Segment Open

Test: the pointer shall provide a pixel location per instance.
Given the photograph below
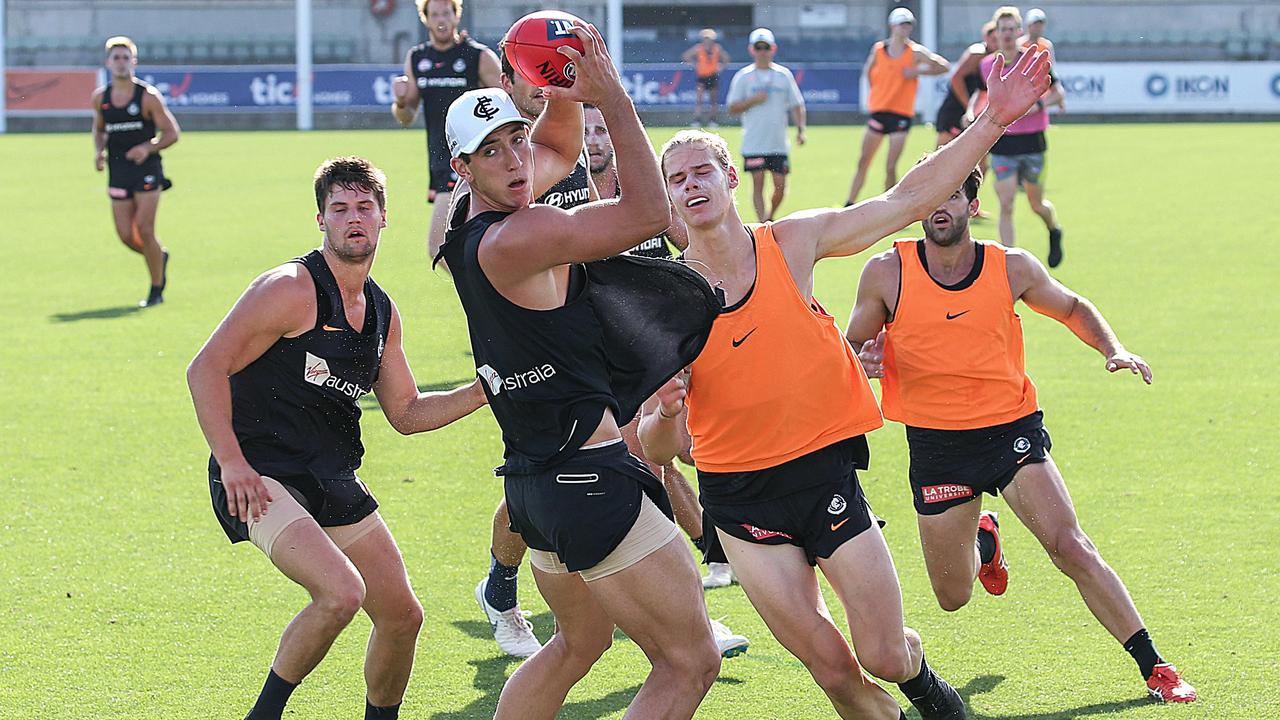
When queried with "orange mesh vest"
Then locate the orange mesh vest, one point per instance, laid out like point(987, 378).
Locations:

Segment Closed

Task prompt: Retype each entry above character for character; pictures stay out.

Answer:
Test: the pointer shall provide a pixel location per instance.
Given the photograph below
When queried with "orange mesh vest"
Then locate the orange mesh vest, one point per instance, laid out like point(987, 378).
Locations:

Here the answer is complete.